** TEXT UNDER STUDY **
- - - -

Patients with chronic and degenerative diseases have denounced that, five years after the approval of Law 242, which regulates the medicinal and therapeutic use of cannabis in Panama, they still cannot legally access these treatments due to administrative failures in its implementation.
The alert was issued by the National Federation of Associations of Critical, Chronic, and Degenerative Diseases (FENAECCD), which expressed its deep concern about the non-compliance in the effective application of the norm, approved in 2021 to allow the use of medicinal cannabis in the country.
According to the guild, the main obstacle is the non-existence of the National Patient Registry, an essential requirement for physicians to be able to prescribe medications with THC and for pharmacies to be able to dispense them legally.
According to the communiqué, the lack of this registry is largely due to coordination problems between the Ministry of Health (Minsa) and the National Authority for Government Innovation (AIG), the institution in charge of developing the State's technological platforms.
This administrative situation has, in practice, blocked access to a treatment that was already authorized by law.
The organization also denounced the existence of disproportionate administrative requirements to register patients, conditions that, they stated, are not required for other equally controlled medications, such as opiate derivatives.
In the federation's opinion, this difference has become an unnecessary barrier that directly affects patients with serious diseases such as chronic pain, refractory epilepsy, multiple sclerosis, cancer, and other conditions that could benefit from medicinal cannabis.
“Patients continue to face pain and limitations in their quality of life while the State keeps paralyzed a law approved precisely to offer safe and regulated therapeutic alternatives,” the organization warned.
Faced with this scenario, FENAECCD requested the Ministry of Health to adopt immediate measures to unblock the application of the regulation, including enabling the National Patient Registry, simplifying the requirements for access to treatment, and guaranteeing the necessary inter-institutional coordination to fully implement the law.
The federation recalled that Panama already has a legal framework for medicinal cannabis, so they affirm that the only thing missing is the administrative and political decision for the system to start functioning.
“Patients cannot continue waiting,” the communiqué concludes.

- - - -

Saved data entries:
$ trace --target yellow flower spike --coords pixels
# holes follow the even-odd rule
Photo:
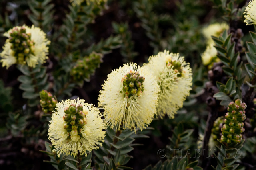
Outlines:
[[[166,114],[173,118],[191,89],[192,74],[189,63],[178,53],[170,53],[166,50],[150,57],[148,61],[143,67],[152,71],[161,89],[158,94],[157,114],[162,119]]]
[[[256,24],[256,1],[250,1],[248,6],[245,7],[244,16],[245,18],[244,22],[248,25]]]
[[[56,152],[59,157],[61,154],[70,154],[74,157],[78,152],[80,154],[86,156],[86,152],[98,148],[99,145],[102,146],[106,124],[101,119],[99,110],[92,104],[84,103],[83,99],[68,99],[58,102],[56,107],[56,111],[53,111],[50,122],[48,136],[54,145],[53,151]],[[73,107],[78,111],[72,113],[68,107],[72,108],[70,110],[72,111]],[[88,113],[80,115],[78,112],[82,110],[86,111]],[[79,119],[71,121],[72,116],[69,115],[72,114],[76,114]],[[80,117],[84,116],[82,123],[80,123]],[[71,124],[71,121],[74,121],[74,124]]]
[[[213,44],[208,45],[204,52],[201,55],[203,64],[204,66],[210,64],[213,62],[217,61],[218,59],[217,57],[218,52],[214,45]]]
[[[25,25],[17,26],[4,33],[4,36],[8,39],[0,53],[2,66],[6,66],[8,69],[12,65],[19,63],[34,68],[48,58],[47,45],[50,41],[40,28],[34,25],[31,28]]]
[[[140,78],[132,77],[132,74],[139,74]],[[126,78],[128,78],[126,80]],[[132,88],[124,86],[132,81],[138,83],[137,85],[133,83]],[[137,81],[143,82],[143,85]],[[135,87],[141,88],[139,96],[135,92]],[[98,106],[105,109],[104,116],[108,126],[120,129],[122,125],[124,129],[135,131],[138,127],[142,131],[150,123],[156,113],[159,90],[150,71],[136,63],[124,64],[108,74],[102,89],[100,91]]]
[[[107,2],[107,0],[69,0],[70,2],[72,3],[72,5],[74,6],[76,5],[80,5],[82,2],[86,1],[88,4],[94,2],[98,4],[102,1]]]

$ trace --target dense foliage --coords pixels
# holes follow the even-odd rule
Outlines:
[[[71,1],[0,1],[1,169],[256,169],[254,0]]]

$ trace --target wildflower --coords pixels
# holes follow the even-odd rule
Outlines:
[[[99,4],[101,2],[103,1],[106,2],[107,0],[69,0],[70,2],[72,3],[72,5],[74,6],[76,6],[76,5],[80,5],[82,2],[86,1],[88,4],[95,2]]]
[[[212,36],[218,37],[225,29],[228,29],[229,26],[226,23],[216,23],[211,24],[203,29],[203,34],[207,39],[208,44],[214,44]]]
[[[111,128],[142,130],[156,113],[159,87],[150,71],[136,63],[112,71],[102,86],[98,100]]]
[[[219,59],[217,57],[217,53],[213,44],[208,45],[205,51],[201,55],[203,64],[205,66],[209,65],[211,66],[213,62],[217,61]]]
[[[102,146],[106,124],[98,110],[83,99],[68,99],[58,102],[53,111],[48,135],[54,145],[53,150],[74,157]]]
[[[39,63],[45,62],[48,57],[50,41],[46,38],[46,34],[40,29],[32,25],[31,28],[24,25],[17,26],[4,34],[8,37],[4,50],[0,53],[2,59],[2,66],[8,68],[16,63],[27,64],[35,67]]]
[[[192,74],[189,63],[178,53],[169,53],[166,50],[150,56],[148,61],[143,67],[152,71],[161,89],[157,112],[161,118],[166,114],[173,118],[191,89]]]
[[[245,18],[244,22],[247,25],[256,24],[256,1],[250,1],[248,6],[245,7],[244,16]]]

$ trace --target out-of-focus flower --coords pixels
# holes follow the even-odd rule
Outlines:
[[[203,34],[206,39],[208,44],[214,44],[212,39],[212,36],[218,37],[225,29],[228,29],[229,26],[225,23],[216,23],[211,24],[204,28],[203,30]]]
[[[210,65],[212,66],[214,62],[217,62],[219,59],[217,57],[218,52],[214,47],[213,44],[210,44],[207,46],[206,49],[201,55],[202,60],[204,65]]]
[[[43,90],[39,92],[40,105],[45,113],[51,112],[55,108],[57,103],[57,98],[50,92]]]
[[[88,4],[91,3],[96,3],[97,4],[99,4],[101,2],[107,2],[108,0],[69,0],[69,1],[72,3],[72,4],[74,6],[76,5],[80,5],[82,2],[84,1],[86,1]]]
[[[156,113],[159,89],[151,71],[130,63],[108,76],[100,91],[98,106],[105,109],[105,121],[111,128],[142,130]]]
[[[98,148],[104,141],[106,124],[96,108],[84,100],[58,102],[50,121],[48,135],[54,152],[74,157]]]
[[[256,1],[250,1],[248,6],[245,7],[244,16],[245,18],[244,22],[247,25],[256,24]]]
[[[17,26],[4,33],[8,39],[4,50],[0,53],[2,66],[8,68],[12,64],[18,63],[35,67],[44,63],[48,58],[48,47],[50,41],[46,38],[46,34],[39,28],[32,25]]]
[[[150,56],[148,61],[143,67],[152,72],[160,86],[157,113],[161,118],[166,114],[173,118],[178,109],[183,106],[191,89],[192,74],[189,63],[178,53],[170,53],[166,50]]]

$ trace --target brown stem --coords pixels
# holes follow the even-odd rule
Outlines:
[[[209,157],[208,155],[208,150],[209,150],[208,143],[212,133],[212,129],[213,127],[213,124],[217,117],[218,112],[216,111],[212,111],[208,115],[206,122],[206,127],[204,134],[203,147],[202,148],[202,155],[200,157],[202,162],[201,167],[204,170],[207,169],[207,164],[208,161],[206,160]]]

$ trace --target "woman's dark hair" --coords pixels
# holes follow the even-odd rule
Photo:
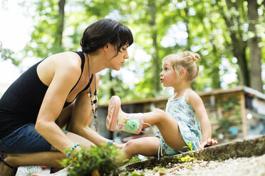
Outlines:
[[[120,48],[133,43],[130,30],[123,24],[109,18],[103,18],[90,25],[83,33],[80,45],[83,52],[90,53],[103,47],[108,43]]]

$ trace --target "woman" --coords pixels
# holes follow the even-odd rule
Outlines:
[[[97,114],[97,73],[119,70],[132,42],[128,27],[101,19],[85,30],[82,52],[51,55],[10,86],[0,100],[1,176],[16,174],[19,166],[58,167],[58,160],[71,157],[66,148],[109,142],[88,127]]]

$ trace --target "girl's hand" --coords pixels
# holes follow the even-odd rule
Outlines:
[[[201,145],[199,145],[199,149],[202,149],[205,147],[214,146],[217,144],[218,144],[217,141],[212,138],[208,138],[208,140],[204,141],[201,143]]]

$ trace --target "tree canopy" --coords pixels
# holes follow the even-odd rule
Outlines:
[[[21,6],[36,9],[26,55],[45,58],[77,50],[83,30],[102,18],[131,29],[135,42],[130,59],[120,72],[100,72],[102,102],[113,94],[127,100],[164,94],[159,81],[162,60],[180,50],[201,55],[199,76],[192,84],[197,91],[227,84],[264,92],[265,0],[36,0]],[[0,50],[2,59],[18,64],[12,51],[1,45]],[[236,79],[227,76],[231,72]]]

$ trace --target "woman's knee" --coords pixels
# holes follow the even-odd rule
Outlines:
[[[137,141],[135,140],[130,140],[126,143],[125,150],[132,151],[137,148]]]

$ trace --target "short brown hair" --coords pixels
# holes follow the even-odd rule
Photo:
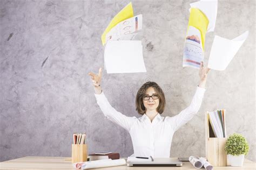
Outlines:
[[[157,111],[161,114],[164,112],[165,106],[165,97],[164,96],[164,91],[156,82],[149,81],[145,83],[139,88],[136,95],[136,110],[138,111],[139,114],[144,115],[146,113],[146,108],[143,104],[143,97],[146,94],[147,89],[150,87],[153,87],[159,96],[159,105],[157,108]]]

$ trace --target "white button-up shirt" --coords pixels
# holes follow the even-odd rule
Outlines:
[[[95,95],[104,115],[130,133],[134,156],[169,158],[173,133],[198,111],[205,91],[205,89],[198,87],[187,108],[171,117],[164,117],[158,114],[152,123],[145,114],[138,118],[126,116],[116,111],[111,107],[103,91]]]

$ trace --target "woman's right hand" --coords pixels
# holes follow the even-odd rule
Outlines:
[[[92,72],[90,72],[88,74],[91,76],[95,93],[97,94],[100,94],[102,91],[100,87],[100,81],[102,80],[102,68],[100,68],[99,69],[98,74],[94,74]]]

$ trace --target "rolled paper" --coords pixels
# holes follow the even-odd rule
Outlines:
[[[213,166],[211,165],[208,161],[207,161],[205,158],[200,157],[199,160],[202,162],[204,167],[206,170],[212,170],[213,168]]]
[[[203,167],[202,162],[197,158],[191,156],[188,158],[188,160],[190,161],[190,163],[196,168],[197,169],[200,169]]]

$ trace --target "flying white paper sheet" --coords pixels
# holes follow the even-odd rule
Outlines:
[[[199,69],[200,62],[203,60],[201,34],[199,30],[190,26],[186,36],[183,52],[183,67]]]
[[[215,36],[211,49],[208,68],[224,70],[248,37],[248,31],[242,34],[229,40]]]
[[[141,41],[108,41],[104,62],[107,73],[146,72]]]
[[[204,12],[209,20],[207,32],[214,31],[217,17],[218,0],[201,0],[191,3],[190,6],[199,9]]]

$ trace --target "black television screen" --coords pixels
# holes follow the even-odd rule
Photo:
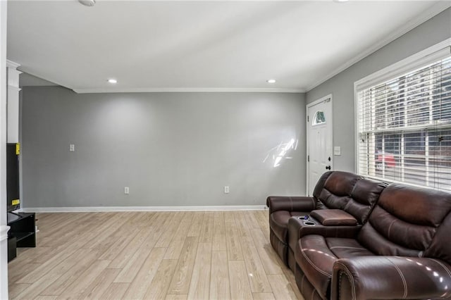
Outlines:
[[[6,144],[6,204],[8,212],[20,207],[19,195],[19,144]]]

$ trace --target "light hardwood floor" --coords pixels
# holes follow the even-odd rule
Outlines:
[[[303,299],[267,211],[37,214],[11,299]]]

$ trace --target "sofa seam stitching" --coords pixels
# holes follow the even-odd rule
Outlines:
[[[302,245],[301,245],[302,246]],[[302,254],[302,256],[305,258],[305,260],[307,261],[307,262],[311,265],[312,267],[314,267],[317,271],[319,271],[320,273],[325,275],[329,277],[332,277],[331,274],[328,273],[326,271],[322,270],[321,269],[320,269],[318,266],[316,266],[316,265],[315,265],[311,260],[310,258],[309,258],[307,257],[307,256],[305,254],[304,251],[304,248],[301,248],[301,253]]]
[[[335,265],[341,265],[343,268],[345,268],[345,272],[347,273],[347,275],[350,279],[350,281],[351,282],[351,286],[352,287],[352,300],[355,300],[356,299],[355,284],[354,282],[354,277],[352,276],[351,271],[350,271],[350,269],[348,269],[346,265],[345,265],[344,264],[340,262],[335,263]]]
[[[401,280],[402,280],[402,285],[404,285],[404,295],[402,295],[402,298],[405,299],[407,296],[407,282],[406,281],[406,278],[404,277],[404,274],[402,274],[402,272],[401,271],[401,269],[400,269],[400,268],[395,263],[393,263],[388,258],[385,258],[385,259],[387,261],[390,261],[392,265],[393,265],[393,266],[395,267],[395,268],[397,271],[398,274],[400,275],[400,277],[401,277]]]

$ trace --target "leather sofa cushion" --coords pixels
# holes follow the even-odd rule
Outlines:
[[[269,225],[276,236],[283,243],[287,244],[288,220],[290,218],[299,217],[308,214],[309,213],[302,211],[277,211],[269,216]]]
[[[310,213],[324,226],[352,226],[357,220],[352,215],[341,209],[319,209]]]
[[[374,256],[373,252],[362,246],[355,239],[329,237],[326,241],[330,251],[339,258]]]
[[[302,237],[295,250],[296,262],[323,299],[330,299],[333,264],[339,258],[374,256],[354,239]]]

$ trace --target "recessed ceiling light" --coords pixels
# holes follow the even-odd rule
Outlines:
[[[94,4],[96,4],[96,0],[78,0],[78,2],[86,6],[94,6]]]

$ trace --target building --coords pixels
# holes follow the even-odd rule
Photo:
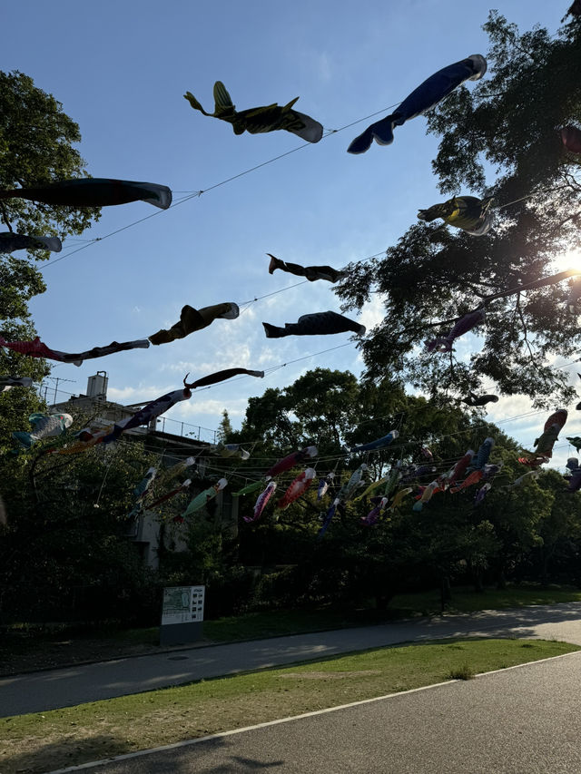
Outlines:
[[[87,426],[94,432],[133,416],[149,402],[133,403],[130,406],[112,402],[107,400],[107,387],[106,372],[97,371],[94,376],[88,378],[86,395],[73,395],[64,402],[53,404],[50,407],[51,413],[64,412],[74,416],[75,414],[82,412],[87,416]],[[187,457],[193,456],[196,458],[197,466],[193,475],[198,479],[212,476],[212,472],[208,468],[212,466],[209,465],[209,460],[212,458],[213,445],[200,440],[202,430],[200,426],[188,426],[183,422],[177,425],[181,426],[180,435],[166,432],[166,418],[159,417],[152,420],[148,426],[126,430],[123,437],[143,442],[146,445],[148,451],[159,452],[160,467],[170,467]],[[167,426],[170,426],[169,422]],[[197,438],[191,435],[184,435],[183,431],[187,426],[198,427]],[[192,478],[189,490],[192,496],[195,496],[202,488],[205,488],[201,486],[196,488],[193,475],[190,476]],[[187,473],[183,477],[188,477]],[[132,483],[129,485],[134,485],[134,484]],[[235,537],[238,534],[238,499],[232,497],[229,487],[226,487],[218,493],[214,503],[215,505],[212,506],[215,508],[214,519],[219,523],[221,530],[227,532],[230,537]],[[158,514],[145,510],[136,519],[128,521],[127,538],[138,547],[143,562],[155,569],[159,564],[159,554],[162,550],[185,550],[184,532],[181,527],[181,524],[162,522]]]

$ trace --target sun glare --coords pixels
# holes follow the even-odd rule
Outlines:
[[[567,269],[576,269],[581,271],[581,251],[571,250],[553,259],[552,264],[557,271],[565,271]]]

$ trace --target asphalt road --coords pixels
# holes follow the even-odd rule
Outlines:
[[[0,679],[0,717],[398,642],[509,635],[581,644],[581,603],[297,634],[5,677]]]
[[[573,653],[88,771],[576,774],[580,684],[581,653]]]

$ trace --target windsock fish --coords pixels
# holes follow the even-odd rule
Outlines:
[[[312,484],[315,475],[314,468],[308,467],[300,475],[298,475],[277,503],[277,508],[283,511],[285,508],[288,508],[291,503],[298,500],[301,495],[304,495]]]
[[[266,507],[266,504],[269,502],[272,495],[274,495],[275,491],[276,481],[270,481],[266,485],[266,489],[261,495],[258,495],[258,500],[256,501],[256,504],[254,505],[254,514],[251,517],[244,516],[244,521],[248,522],[249,524],[251,522],[258,521],[262,515],[262,511]]]

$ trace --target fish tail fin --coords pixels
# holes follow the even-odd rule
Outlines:
[[[371,147],[373,142],[373,133],[371,128],[368,128],[365,132],[359,134],[355,140],[351,141],[350,145],[347,149],[348,153],[365,153]]]
[[[281,338],[281,337],[284,336],[284,329],[282,328],[271,325],[268,322],[263,322],[262,325],[264,326],[264,333],[266,333],[267,338]]]
[[[451,352],[452,345],[445,336],[438,336],[437,338],[432,338],[428,340],[426,343],[426,349],[428,352]]]
[[[216,113],[222,113],[225,110],[234,110],[232,99],[222,81],[216,81],[214,83],[214,103]]]
[[[18,441],[18,443],[26,449],[29,449],[34,443],[34,439],[31,436],[30,433],[25,433],[24,431],[13,433],[12,437],[15,441]]]
[[[282,110],[287,111],[292,108],[292,105],[299,100],[299,97],[295,97],[293,100],[290,100],[290,103],[287,103],[282,106]]]
[[[393,142],[393,127],[395,125],[395,115],[388,115],[378,121],[377,123],[372,123],[369,129],[373,139],[378,145],[390,145]]]
[[[199,110],[200,113],[202,113],[204,115],[212,115],[211,113],[206,113],[206,111],[202,107],[202,103],[198,102],[192,92],[186,92],[183,95],[183,99],[187,100],[194,110]]]

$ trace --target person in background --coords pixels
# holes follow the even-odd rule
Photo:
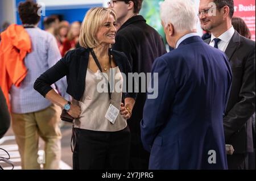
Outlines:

- - - -

** PROBLEMS AND TASKS **
(a) Rewrite everything from "The alert was" down to "State's technological platforms." in the article on medicinal cannabis in Panama, replacing "National Patient Registry" with "National Registry of Patients".
(b) In the article on medicinal cannabis in Panama, which institution is described as being in charge of developing the State's technological platforms?

** RESULTS OF THE TASKS **
(a)
The alert was issued by the National Federation of Associations of Critical, Chronic, and Degenerative Diseases (FENAECCD), which expressed its deep concern about the non-compliance in the effective application of the norm, approved in 2021 to allow the use of medicinal cannabis in the country.
According to the guild, the main obstacle is the non-existence of the National Registry of Patients, an essential requirement for physicians to be able to prescribe medications with THC and for pharmacies to be able to dispense them legally.
According to the communiqué, the lack of this registry is largely due to coordination problems between the Ministry of Health (Minsa) and the National Authority for Government Innovation (AIG), the institution in charge of developing the State's technological platforms.

(b) The National Authority for Government Innovation (AIG).